#### [TESTO DI PARTENZA]

Per descrivere la vita, gli amori, i sentimenti e i tormenti di Francis Bacon basterebbe semplicemente riprendere una sua frase esplicativa il senso profondo, drammatico e viscerale dei suoi quadri : «quando dipingi qualcuno, sai che naturalmente stai tentando di avvicinarti non solo alla sua apparenza ma anche al modo in cui questo qualcuno ti ha toccato».

La sua opera, o la maggior parte di essa, non può che lasciare sbigottiti, estraniati, turbati e infastiditi. I suoi quadri, come si vede in queste foto che mi ritraggono con alcuni di essi, sono caratterizzati da corpi deformi, i cui strati di pelle e di vestiti sembrano riempiti più da sostanze liquide che solide, e a cui manca una struttura ossea capace di reggere il corpo stesso, il peso dell’esistenza. Ma non solo. I volti dei suoi quadri, le volte in cui sono disegnati o abbozzati, non sembrano volti, ma solo estremità difformi, grottesche, impossibili da identificare, riconoscere e delineare ma che proprio per tale ragione, è altrettanto impossibile che lascino l'osservatore totalmente indifferente.

#### [SEZIONE DEI DATI]
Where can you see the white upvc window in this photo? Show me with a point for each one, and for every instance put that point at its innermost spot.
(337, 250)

#### [COSA SI CHIEDE]
- A) Rispondi in breve a queste domande sul testo su Francis Bacon, indicando ogni risposta con lo stesso segno della domanda.
(i) Nella frase di Bacon citata, a che cosa si tenta di avvicinarsi quando si dipinge qualcuno, oltre alla sua apparenza?
(ii) Di che cosa sembrano riempiti gli strati di pelle e di vestiti dei corpi nei suoi quadri?
(iii) Che cosa manca ai corpi dei suoi quadri?
- B) Elenca tutti gli aggettivi con cui il testo su Francis Bacon descrive come la sua opera lascia chi la guarda.
- C) Prosegui il testo su Francis Bacon a partire dalla sua ultima frase.

#### [SOLUZIONI]
- A)
(i) Al modo in cui questo qualcuno ti ha toccato.
(ii) Più da sostanze liquide che solide.
(iii) Una struttura ossea capace di reggere il corpo stesso, il peso dell'esistenza.

- B) sbigottiti, estraniati, turbati, infastiditi

- C)
Uno dei suoi quadri - "Donna che versa una ciotola d’acqua e bambino paralitico che cammina a quattro zampe" - che ho avuto modo di vedere ad Amsterdam, racconta bene di questi corpi e di questi volti. Essi infatti, in questo quadro, non esistono per come siamo abituati a concepirli, immaginarli, vederli e toccarli. Sembrano agonizzanti, in-naturali, sull'orlo della disperazione.

A colpirmi primariamente è la distanza tra l'uno e l'altro, quasi a raccontare la paura del contatto, la paura di una madre di non poter far fronte alla pulsionalità del bambino (ai suoi bisogni violenti e primitivi) a cui lui, vista quella distanza, non può che soccombere, non può che sentirsene sopraffatto.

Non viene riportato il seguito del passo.